(Rows from a dataset)
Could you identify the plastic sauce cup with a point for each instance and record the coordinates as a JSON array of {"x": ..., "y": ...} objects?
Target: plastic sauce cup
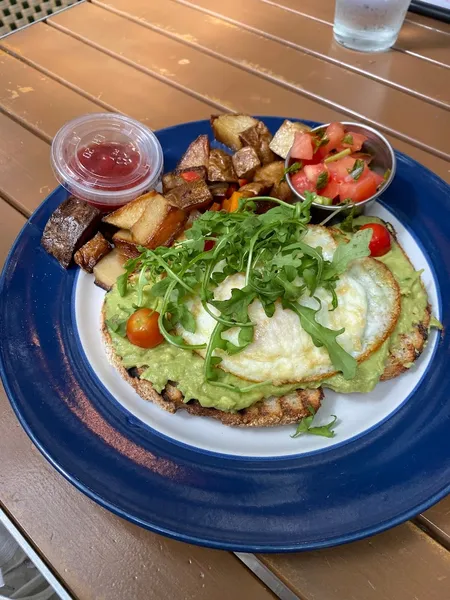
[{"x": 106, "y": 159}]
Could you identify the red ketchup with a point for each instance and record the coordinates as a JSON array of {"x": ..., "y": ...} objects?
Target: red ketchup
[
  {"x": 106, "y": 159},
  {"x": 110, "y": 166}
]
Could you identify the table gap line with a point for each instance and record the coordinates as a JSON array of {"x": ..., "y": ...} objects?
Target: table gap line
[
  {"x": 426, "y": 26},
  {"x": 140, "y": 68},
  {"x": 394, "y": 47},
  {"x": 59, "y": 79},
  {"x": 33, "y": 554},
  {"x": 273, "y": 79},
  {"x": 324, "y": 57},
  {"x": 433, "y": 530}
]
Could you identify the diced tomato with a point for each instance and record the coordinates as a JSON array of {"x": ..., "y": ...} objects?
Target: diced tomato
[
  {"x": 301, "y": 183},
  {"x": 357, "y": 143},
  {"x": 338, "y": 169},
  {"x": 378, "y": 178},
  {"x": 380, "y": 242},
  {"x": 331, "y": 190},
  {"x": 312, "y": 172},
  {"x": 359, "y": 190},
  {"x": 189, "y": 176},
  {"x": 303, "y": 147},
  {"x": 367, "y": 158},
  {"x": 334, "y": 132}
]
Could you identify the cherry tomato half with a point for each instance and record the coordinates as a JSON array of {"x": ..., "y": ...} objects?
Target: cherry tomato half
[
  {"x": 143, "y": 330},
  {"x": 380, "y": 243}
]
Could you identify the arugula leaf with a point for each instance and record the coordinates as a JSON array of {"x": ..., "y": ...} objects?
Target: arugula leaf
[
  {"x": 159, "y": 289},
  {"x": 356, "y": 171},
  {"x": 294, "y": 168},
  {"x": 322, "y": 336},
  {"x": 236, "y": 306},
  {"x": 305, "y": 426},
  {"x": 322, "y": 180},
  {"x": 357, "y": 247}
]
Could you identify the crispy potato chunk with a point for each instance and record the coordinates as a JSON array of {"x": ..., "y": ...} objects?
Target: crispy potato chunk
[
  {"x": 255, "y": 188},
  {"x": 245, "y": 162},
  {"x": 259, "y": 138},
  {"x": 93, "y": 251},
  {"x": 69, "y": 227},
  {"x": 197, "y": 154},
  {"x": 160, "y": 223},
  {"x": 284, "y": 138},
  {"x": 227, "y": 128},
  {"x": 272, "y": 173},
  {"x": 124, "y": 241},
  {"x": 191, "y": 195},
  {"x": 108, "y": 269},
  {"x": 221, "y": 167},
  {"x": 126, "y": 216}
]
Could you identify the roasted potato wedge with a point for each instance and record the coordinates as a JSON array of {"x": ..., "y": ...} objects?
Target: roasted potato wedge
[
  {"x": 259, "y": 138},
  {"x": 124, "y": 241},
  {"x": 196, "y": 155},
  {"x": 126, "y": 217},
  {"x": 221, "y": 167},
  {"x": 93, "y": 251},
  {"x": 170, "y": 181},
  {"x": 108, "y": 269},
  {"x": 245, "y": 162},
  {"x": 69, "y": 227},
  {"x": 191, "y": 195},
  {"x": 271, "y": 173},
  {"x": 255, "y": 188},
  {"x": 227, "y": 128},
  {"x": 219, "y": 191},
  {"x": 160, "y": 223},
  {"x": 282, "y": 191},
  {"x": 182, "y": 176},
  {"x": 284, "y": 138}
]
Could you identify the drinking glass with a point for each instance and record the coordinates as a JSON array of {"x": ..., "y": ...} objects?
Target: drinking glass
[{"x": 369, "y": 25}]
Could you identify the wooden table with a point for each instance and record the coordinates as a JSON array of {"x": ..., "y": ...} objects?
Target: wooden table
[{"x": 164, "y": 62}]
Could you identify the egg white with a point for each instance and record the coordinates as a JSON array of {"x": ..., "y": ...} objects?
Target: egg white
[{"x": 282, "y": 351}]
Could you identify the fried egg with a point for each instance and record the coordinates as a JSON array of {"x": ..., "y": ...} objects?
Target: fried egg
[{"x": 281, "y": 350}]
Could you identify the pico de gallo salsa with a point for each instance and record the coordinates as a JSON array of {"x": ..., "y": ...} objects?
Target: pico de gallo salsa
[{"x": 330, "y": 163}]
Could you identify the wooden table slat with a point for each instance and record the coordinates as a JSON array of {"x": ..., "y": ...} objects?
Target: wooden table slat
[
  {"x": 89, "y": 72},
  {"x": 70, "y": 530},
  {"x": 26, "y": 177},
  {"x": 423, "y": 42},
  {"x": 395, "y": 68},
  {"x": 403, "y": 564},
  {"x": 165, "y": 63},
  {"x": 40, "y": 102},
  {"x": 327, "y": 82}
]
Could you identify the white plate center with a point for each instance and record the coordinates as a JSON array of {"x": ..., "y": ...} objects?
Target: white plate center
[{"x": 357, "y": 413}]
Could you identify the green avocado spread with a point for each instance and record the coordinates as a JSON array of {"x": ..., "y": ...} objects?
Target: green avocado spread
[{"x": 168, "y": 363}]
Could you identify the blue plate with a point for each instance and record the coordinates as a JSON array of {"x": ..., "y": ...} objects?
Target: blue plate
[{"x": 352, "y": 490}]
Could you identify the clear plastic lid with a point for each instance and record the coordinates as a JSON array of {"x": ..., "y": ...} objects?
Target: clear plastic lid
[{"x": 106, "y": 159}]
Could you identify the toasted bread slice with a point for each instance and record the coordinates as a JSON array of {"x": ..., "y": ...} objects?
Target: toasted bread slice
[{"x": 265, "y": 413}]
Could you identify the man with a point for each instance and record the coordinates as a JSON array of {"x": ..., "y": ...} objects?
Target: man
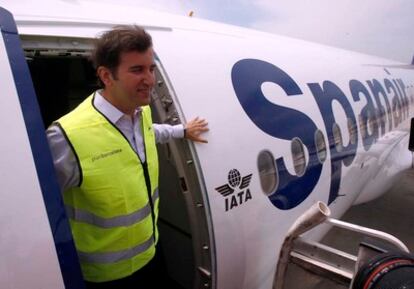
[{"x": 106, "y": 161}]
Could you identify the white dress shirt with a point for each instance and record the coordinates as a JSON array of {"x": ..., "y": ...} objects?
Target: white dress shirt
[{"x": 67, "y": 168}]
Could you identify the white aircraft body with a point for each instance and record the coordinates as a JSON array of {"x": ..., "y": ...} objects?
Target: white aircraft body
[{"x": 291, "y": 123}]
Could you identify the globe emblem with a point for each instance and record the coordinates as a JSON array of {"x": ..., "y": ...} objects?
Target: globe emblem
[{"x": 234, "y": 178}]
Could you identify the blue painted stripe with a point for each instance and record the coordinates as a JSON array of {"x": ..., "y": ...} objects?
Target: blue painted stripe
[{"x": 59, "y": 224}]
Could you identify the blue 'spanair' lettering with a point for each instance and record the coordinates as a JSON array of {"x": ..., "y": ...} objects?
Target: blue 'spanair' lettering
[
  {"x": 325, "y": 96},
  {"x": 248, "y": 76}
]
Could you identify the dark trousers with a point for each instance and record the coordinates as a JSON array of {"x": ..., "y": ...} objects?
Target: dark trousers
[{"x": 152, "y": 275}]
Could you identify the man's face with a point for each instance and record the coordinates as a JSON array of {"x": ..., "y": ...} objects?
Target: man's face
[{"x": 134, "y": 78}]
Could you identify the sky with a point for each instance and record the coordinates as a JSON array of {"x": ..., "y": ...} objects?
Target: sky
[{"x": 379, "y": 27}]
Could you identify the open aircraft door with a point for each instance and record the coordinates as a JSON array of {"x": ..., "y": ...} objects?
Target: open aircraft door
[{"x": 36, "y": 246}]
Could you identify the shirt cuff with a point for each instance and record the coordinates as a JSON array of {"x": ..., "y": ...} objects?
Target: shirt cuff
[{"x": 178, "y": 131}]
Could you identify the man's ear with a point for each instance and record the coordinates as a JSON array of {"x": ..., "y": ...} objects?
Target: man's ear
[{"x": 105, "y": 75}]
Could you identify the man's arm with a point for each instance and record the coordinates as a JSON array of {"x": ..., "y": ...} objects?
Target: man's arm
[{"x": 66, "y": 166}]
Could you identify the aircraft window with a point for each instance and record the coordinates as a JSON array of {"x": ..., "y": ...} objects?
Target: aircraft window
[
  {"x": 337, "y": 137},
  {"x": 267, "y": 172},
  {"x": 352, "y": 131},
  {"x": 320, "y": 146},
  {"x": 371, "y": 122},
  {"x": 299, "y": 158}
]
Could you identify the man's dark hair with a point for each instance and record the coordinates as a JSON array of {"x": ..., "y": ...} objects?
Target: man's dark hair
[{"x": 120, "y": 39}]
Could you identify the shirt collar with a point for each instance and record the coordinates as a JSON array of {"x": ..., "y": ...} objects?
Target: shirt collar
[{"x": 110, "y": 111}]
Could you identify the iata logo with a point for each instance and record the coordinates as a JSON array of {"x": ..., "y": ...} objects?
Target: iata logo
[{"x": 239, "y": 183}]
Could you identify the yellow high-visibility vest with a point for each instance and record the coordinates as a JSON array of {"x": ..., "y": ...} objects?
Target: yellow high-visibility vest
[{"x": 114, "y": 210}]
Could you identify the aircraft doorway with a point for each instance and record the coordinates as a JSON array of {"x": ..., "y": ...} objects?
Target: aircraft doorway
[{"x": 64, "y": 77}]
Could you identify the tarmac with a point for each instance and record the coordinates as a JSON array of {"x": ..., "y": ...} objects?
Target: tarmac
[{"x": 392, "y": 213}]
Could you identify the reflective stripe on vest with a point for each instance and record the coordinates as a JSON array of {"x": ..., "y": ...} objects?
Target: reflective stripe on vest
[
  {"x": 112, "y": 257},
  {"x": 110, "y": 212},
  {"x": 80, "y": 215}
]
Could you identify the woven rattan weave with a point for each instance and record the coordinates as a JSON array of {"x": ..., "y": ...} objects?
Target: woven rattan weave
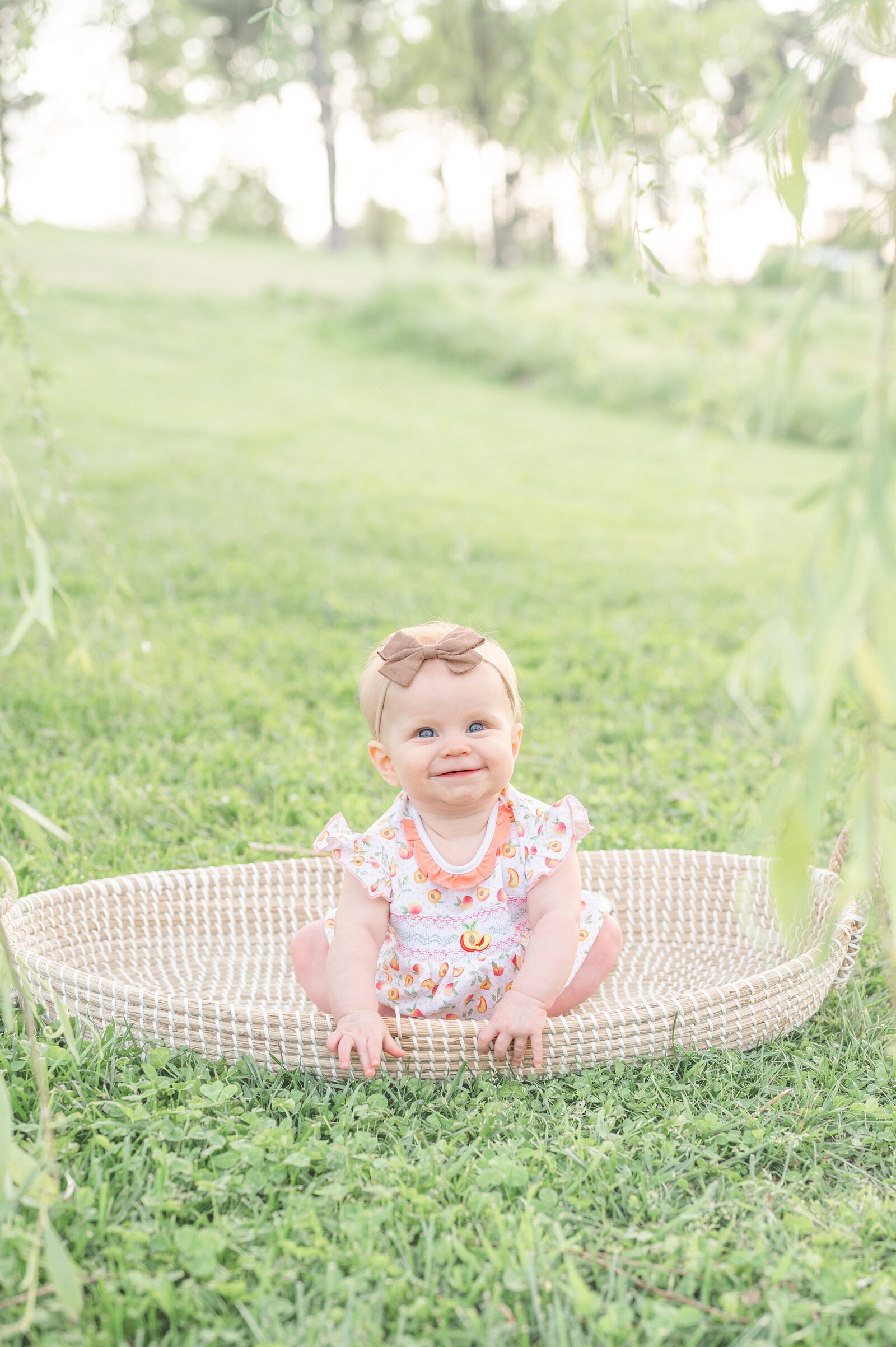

**SHORT PROBLEM**.
Please reproduce nothing but the lines from the one containing "Could you identify the shirt collar" through the closing line of the listing, retyped word for word, pictures excluded.

**RESPONSE TO THE TASK**.
Could you identify the shirt collar with a point for each instance and record the coordinates as a JSON array of {"x": ..., "y": ...} objects?
Target: shirt collar
[{"x": 110, "y": 111}]
Could you identify the iata logo with a point for each instance and record the coordinates as a JSON array of {"x": ..., "y": ...} objects?
Target: iata logo
[{"x": 239, "y": 183}]
Could you identify the yellow high-visibility vest with a point for each instance and record the coordinates as a JSON array of {"x": ..., "y": ...} objects?
Target: yellow high-visibility vest
[{"x": 114, "y": 210}]
Could you identify the aircraft doorway with a point for each instance and record the coordinates as a JSON array of {"x": ..., "y": ...} objects?
Target: aircraft doorway
[{"x": 64, "y": 77}]
Could you identify the tarmac with a point for each instance and record the coordinates as a JSON array of {"x": ..., "y": ...} objects?
Target: tarmac
[{"x": 392, "y": 213}]
Could you identify the reflective stripe on vest with a point for each instance and record the coordinates as a JSON array of {"x": ..., "y": ...} objects?
Target: reflective stripe on vest
[
  {"x": 112, "y": 257},
  {"x": 110, "y": 212},
  {"x": 80, "y": 215}
]
Could you identify the woven rattan weave with a point for each instance and record the coordinates as a JSON array of {"x": ..., "y": ...} objects?
Target: woven rattan weave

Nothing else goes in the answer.